Fonte:
=-=-=

La distribuzione di sacchetti di compost, prodotto dalla raccolta dell’organico, da parte dell’AMSA alla Fabbrica del Vapore nella giornata Milano Recycle City è importante perché consente a molti cittadini di avere una percezione più ampia e concreta del ciclo dei rifiuti secondo il principio delle 4 R e apprezzare così la necessità di conferire il rifiuto organico negli appositi bidoni solo utilizzando esclusivamente sacchetti biodegradabili e compostabili. Se si vuole compost di qualità, occorre produrlo con materiale coerente e di qualità. Guardare alla realtà quotidiana e al ciclo delle materie secondo il principio delle 4 R richiede un cambiamento significativo.
Innanzi tutto occorre avere una visione ampia quanto la costituente Città Metropolitana, quindi pretendere che la sua organizzazione sia funzionale al cambiamento. Il territorio della attuale Provincia di Milano rappresenta il 31,8% della popolazione della Regione Lombardia, l’11,4% della popolazione del Nord Italia e il 5,2% della popolazione nazionale. Secondo il Rapporto Rifiuti 2012 dell’Istituto Superiore per la Protezione e la Ricerca Ambientale (ISPRA) il valore medio provinciale di produzione pro-capite è inferiore di 50 kg/ab rispetto al Nord Italia e al dato nazionale. Sotto l’effetto della recessione strutturale, l’elevata densità insediativa di attività commerciali, di servizio e produttive caratteristica del territorio milanese non determina, rispetto agli altri contesti, livelli di produzione pro-capite di rifiuti urbani particolarmente elevati e nel 2011 c’è una contrazione della produzione di rifiuti sia in Provincia sia in Regione.
Guardiamo ancora più in là: ogni giorno finiscono nelle discariche italiane 4 mila tonnellate di alimenti acquistati e non consumati. Il 15% del pane e della pasta, il 18% della carne e il 12% della verdura e della frutta. Ognuno in un anno butta circa 27 Kg di cibo commestibile, più di 500 euro di spesa. I supermercati eliminano circa 170 tonnellate all’anno di cibo perfettamente consumabile: alimenti ancora sigillati che sono stati ritirati dagli espositori perché dopo due giorni scadono, o perché la confezione ha dei difetti nel marchio o nell’etichetta, perché non è più di moda, o ancora perché l’alimento è esteticamente troppo maturo, come le banane con la buccia a macchie marrone.

=-=-=

Sezione dati:
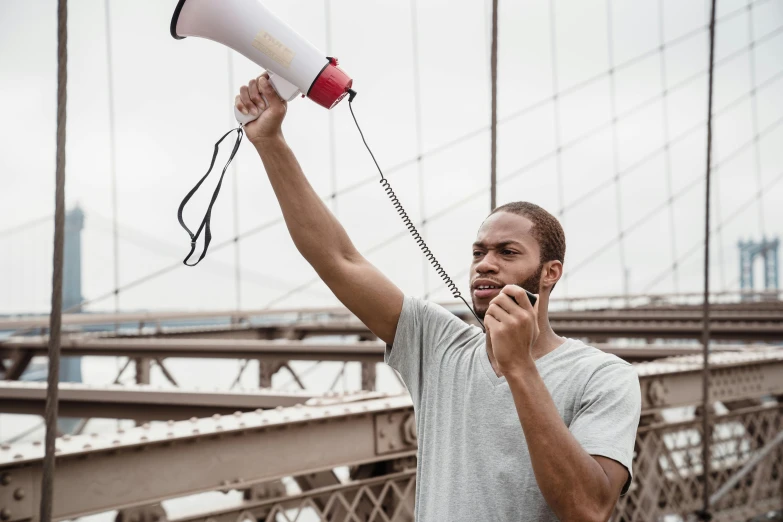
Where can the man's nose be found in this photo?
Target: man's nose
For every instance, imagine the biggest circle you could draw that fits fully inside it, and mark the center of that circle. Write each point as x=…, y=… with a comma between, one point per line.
x=487, y=264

=-=-=

Consegna: Secondo la fonte, quanti chilogrammi di cibo commestibile butta ciascuno in un anno? L'elenco costituisce materiale a sé, distinto dalla fonte.

Soluzione: Circa 27 kg.